Exercise requirements: In the entries that follow, find the line containing "TARGET = clear blue sky" and the line containing "TARGET = thin flagpole", then retype exactly the lines from the first through the second, pictures excluded.

Source records:
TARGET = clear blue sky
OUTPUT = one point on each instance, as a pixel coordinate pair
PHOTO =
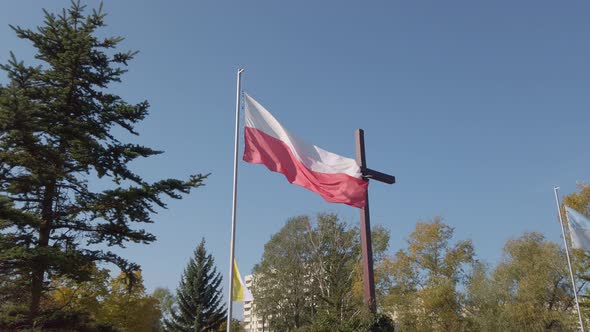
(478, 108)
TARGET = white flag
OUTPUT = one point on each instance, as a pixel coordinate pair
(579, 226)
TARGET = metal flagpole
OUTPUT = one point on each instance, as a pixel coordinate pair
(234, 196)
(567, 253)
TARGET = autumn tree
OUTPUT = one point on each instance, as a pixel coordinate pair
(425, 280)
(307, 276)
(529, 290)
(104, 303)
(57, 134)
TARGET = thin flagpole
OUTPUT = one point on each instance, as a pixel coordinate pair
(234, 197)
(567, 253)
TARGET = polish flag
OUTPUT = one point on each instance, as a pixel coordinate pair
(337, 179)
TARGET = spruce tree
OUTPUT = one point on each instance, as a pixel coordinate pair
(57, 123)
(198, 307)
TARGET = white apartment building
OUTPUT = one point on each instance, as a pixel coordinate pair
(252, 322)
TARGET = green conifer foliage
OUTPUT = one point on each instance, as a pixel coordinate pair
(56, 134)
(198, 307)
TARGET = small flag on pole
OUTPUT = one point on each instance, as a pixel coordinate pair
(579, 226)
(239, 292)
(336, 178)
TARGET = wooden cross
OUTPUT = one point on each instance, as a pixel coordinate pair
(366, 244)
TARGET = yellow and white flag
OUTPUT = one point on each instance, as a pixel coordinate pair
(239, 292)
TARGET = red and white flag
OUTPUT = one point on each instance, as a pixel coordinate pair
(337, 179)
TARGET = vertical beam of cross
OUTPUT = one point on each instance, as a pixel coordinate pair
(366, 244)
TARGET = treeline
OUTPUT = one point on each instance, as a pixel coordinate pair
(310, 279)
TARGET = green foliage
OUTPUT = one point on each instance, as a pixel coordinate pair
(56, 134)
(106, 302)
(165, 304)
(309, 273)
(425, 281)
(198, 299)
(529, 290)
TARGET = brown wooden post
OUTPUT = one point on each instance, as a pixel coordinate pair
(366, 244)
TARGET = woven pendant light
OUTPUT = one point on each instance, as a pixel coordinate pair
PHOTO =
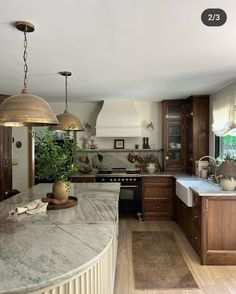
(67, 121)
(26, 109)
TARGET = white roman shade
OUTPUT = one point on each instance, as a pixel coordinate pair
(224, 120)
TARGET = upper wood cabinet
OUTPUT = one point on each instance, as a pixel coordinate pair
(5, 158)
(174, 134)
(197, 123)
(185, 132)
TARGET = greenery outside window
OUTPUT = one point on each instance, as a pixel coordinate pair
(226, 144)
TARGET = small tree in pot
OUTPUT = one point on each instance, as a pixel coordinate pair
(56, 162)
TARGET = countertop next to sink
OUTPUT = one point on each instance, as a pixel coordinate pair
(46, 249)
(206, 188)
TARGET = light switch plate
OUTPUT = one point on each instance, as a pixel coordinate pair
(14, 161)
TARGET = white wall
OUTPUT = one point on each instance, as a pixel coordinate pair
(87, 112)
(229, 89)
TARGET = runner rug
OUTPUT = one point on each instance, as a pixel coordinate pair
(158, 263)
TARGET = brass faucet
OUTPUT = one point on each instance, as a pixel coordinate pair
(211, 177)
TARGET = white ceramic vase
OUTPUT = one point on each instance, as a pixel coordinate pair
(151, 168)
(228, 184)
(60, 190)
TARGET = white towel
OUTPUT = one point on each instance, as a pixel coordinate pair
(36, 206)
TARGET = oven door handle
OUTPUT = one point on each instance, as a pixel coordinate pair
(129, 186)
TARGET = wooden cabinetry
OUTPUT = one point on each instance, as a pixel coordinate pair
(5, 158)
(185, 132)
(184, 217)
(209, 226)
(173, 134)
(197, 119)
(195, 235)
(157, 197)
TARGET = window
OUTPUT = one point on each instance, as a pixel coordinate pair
---
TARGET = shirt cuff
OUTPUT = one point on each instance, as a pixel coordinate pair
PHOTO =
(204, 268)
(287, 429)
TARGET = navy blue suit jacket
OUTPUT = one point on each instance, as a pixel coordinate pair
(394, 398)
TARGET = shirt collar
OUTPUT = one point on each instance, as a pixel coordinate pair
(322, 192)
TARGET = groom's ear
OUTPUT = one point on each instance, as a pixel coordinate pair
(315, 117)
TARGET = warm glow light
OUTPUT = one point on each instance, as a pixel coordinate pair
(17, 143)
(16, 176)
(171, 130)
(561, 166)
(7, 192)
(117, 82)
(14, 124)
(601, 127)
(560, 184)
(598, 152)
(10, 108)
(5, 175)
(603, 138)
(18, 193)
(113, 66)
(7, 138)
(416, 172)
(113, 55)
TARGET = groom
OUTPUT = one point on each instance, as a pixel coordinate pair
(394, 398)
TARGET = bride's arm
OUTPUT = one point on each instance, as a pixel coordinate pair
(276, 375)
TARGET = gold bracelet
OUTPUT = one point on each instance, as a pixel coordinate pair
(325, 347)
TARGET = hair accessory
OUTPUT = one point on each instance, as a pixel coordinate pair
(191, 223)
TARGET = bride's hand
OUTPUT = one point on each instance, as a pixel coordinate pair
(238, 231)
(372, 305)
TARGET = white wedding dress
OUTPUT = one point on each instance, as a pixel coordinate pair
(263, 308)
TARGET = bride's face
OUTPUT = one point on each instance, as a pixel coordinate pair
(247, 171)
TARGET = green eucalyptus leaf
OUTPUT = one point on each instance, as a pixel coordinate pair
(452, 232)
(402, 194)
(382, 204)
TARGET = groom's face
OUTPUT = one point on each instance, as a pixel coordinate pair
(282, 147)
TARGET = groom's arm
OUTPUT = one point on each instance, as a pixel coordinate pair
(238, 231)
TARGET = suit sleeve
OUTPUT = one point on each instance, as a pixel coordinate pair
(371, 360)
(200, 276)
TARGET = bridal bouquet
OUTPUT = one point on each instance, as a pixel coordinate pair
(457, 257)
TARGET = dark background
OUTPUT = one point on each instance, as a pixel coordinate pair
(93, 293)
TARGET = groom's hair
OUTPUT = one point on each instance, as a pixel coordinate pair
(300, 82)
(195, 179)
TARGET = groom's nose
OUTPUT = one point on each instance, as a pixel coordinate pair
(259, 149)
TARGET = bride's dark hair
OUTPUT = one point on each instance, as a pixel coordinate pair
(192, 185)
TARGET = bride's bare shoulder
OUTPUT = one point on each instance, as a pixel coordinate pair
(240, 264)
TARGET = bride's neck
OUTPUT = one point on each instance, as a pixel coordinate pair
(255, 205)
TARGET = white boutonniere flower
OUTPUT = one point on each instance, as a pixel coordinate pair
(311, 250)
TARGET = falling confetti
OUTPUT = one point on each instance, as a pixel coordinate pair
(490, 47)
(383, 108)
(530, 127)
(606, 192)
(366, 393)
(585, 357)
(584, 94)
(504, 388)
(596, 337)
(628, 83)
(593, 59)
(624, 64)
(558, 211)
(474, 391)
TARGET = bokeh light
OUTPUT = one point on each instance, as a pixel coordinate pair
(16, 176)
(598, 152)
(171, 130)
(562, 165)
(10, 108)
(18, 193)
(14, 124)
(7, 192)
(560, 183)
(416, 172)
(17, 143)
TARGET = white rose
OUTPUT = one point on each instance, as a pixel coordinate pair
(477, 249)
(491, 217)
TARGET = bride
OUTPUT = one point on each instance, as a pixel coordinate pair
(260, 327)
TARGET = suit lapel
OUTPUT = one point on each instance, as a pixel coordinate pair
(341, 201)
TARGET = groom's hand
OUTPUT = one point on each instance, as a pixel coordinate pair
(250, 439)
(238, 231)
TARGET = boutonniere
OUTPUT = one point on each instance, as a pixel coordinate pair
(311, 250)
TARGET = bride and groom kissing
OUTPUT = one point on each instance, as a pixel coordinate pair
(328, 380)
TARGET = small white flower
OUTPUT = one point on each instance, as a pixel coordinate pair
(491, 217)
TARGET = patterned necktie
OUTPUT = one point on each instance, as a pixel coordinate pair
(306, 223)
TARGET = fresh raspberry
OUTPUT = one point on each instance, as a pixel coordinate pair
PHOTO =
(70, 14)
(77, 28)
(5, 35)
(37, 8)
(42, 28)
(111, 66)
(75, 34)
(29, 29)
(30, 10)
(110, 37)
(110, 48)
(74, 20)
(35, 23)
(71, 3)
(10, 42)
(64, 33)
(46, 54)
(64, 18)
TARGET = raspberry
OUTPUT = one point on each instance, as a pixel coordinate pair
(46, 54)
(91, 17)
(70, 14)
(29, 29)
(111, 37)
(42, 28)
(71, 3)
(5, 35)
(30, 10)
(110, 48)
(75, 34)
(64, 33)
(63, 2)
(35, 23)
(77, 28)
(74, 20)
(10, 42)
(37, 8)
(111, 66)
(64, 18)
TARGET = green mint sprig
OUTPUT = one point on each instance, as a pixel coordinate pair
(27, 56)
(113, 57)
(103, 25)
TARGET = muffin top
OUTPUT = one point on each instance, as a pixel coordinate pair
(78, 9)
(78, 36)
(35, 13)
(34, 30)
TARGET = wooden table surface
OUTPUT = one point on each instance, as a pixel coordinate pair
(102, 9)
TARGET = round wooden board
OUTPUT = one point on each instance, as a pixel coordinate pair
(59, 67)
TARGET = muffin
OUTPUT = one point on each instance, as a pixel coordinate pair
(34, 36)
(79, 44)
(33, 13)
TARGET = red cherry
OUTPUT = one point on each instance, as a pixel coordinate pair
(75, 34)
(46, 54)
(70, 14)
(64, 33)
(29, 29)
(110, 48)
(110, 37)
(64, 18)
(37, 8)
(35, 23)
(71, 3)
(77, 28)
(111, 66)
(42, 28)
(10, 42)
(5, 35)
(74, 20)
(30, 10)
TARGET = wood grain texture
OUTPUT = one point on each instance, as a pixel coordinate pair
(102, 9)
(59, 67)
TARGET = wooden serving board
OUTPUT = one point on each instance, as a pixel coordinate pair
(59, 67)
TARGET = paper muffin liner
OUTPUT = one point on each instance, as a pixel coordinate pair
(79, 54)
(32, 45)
--
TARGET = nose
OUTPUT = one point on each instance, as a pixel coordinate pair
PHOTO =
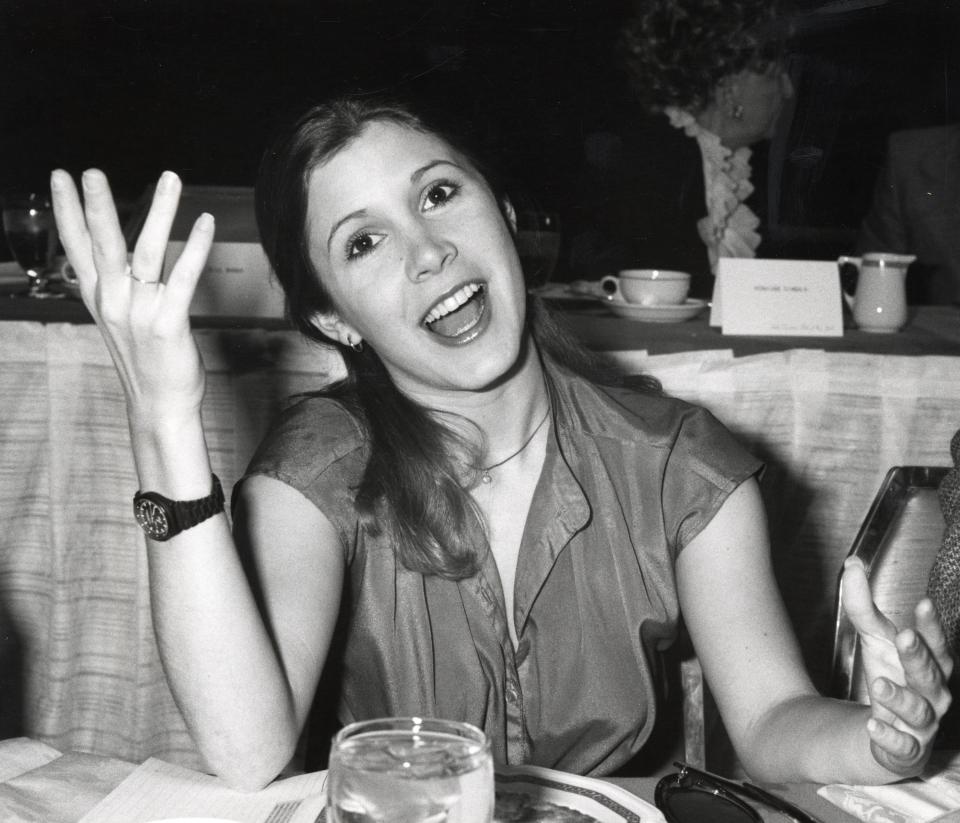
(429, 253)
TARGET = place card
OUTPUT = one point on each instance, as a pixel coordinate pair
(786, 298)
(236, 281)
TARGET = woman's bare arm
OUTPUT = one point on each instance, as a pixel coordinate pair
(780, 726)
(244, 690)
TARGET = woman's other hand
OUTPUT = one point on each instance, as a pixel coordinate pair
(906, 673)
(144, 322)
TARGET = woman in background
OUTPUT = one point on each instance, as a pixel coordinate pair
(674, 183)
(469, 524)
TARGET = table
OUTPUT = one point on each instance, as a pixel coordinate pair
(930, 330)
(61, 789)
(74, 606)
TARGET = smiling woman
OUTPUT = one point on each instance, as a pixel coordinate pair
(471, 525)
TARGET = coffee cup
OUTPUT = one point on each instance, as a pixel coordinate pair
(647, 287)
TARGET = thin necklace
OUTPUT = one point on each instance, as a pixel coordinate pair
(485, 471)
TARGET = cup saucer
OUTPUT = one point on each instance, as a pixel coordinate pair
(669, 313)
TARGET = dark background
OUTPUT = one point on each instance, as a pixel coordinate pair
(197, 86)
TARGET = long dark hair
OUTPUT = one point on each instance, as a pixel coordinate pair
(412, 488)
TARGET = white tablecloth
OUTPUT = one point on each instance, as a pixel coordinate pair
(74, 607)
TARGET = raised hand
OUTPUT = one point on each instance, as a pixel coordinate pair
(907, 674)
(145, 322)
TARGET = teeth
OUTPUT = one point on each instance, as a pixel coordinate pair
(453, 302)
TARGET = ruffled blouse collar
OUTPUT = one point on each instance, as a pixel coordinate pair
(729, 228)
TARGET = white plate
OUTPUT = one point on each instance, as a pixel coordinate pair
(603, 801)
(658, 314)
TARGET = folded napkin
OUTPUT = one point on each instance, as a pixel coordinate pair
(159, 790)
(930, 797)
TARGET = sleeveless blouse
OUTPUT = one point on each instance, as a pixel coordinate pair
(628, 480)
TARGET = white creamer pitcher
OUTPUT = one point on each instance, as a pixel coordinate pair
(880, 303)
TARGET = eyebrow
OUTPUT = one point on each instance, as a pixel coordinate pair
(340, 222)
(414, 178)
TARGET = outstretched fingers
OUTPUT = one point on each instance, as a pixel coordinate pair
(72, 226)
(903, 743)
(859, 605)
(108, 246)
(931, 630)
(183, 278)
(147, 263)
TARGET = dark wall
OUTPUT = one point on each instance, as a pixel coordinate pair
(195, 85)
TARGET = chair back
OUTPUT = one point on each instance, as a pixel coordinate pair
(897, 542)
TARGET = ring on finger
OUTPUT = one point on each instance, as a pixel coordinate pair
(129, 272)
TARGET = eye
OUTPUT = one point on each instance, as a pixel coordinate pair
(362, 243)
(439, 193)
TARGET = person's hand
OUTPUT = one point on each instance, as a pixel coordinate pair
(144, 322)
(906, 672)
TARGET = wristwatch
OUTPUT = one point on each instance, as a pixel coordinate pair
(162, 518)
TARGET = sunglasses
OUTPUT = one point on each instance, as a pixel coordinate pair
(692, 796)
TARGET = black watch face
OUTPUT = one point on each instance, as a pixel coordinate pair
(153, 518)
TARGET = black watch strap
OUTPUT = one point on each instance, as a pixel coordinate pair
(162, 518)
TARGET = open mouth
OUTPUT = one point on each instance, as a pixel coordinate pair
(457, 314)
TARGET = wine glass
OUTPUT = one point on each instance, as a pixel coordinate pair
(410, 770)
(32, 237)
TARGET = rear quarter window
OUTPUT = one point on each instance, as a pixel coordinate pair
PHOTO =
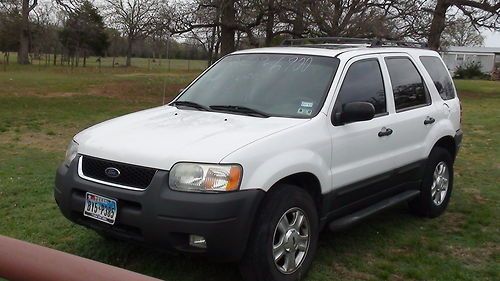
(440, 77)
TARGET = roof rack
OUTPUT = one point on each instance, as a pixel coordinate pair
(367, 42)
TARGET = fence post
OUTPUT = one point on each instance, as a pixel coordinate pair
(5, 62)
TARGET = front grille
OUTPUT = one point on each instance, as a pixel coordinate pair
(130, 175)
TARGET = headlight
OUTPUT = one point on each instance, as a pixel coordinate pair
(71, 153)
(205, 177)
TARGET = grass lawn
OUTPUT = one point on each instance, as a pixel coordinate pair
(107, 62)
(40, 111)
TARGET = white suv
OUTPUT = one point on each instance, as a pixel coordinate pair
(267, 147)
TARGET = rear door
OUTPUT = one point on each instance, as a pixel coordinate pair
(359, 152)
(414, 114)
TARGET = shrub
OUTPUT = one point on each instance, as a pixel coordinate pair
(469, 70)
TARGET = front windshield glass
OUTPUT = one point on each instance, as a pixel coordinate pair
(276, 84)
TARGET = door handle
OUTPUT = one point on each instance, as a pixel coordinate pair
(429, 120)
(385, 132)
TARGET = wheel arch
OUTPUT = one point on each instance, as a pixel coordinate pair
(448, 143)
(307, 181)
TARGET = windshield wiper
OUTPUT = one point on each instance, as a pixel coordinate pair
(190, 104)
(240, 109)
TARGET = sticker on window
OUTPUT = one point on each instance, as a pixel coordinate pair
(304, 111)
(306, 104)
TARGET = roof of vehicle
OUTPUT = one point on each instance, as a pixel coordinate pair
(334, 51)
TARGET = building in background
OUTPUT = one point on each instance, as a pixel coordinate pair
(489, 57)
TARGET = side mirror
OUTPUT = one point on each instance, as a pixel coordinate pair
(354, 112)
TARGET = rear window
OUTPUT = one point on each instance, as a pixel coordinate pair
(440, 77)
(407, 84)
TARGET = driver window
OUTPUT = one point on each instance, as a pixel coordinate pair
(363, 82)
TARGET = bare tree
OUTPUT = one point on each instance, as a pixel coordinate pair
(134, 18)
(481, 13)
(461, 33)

Exercise result:
TARGET = clear blue sky
OUTPUT = one point on each instance, as a pixel coordinate pair
PHOTO =
(478, 108)
TARGET = white flag
OUTPUT = one point on each instance, as a pixel coordinate pair
(579, 226)
TARGET = metal flagpole
OUTPUT = one point on each instance, as a pixel coordinate pair
(234, 196)
(567, 253)
TARGET = autumn tree
OUTPUT = one point on each instance, as a pixel coordinate pair
(425, 280)
(307, 276)
(529, 290)
(104, 303)
(57, 134)
TARGET = thin flagpole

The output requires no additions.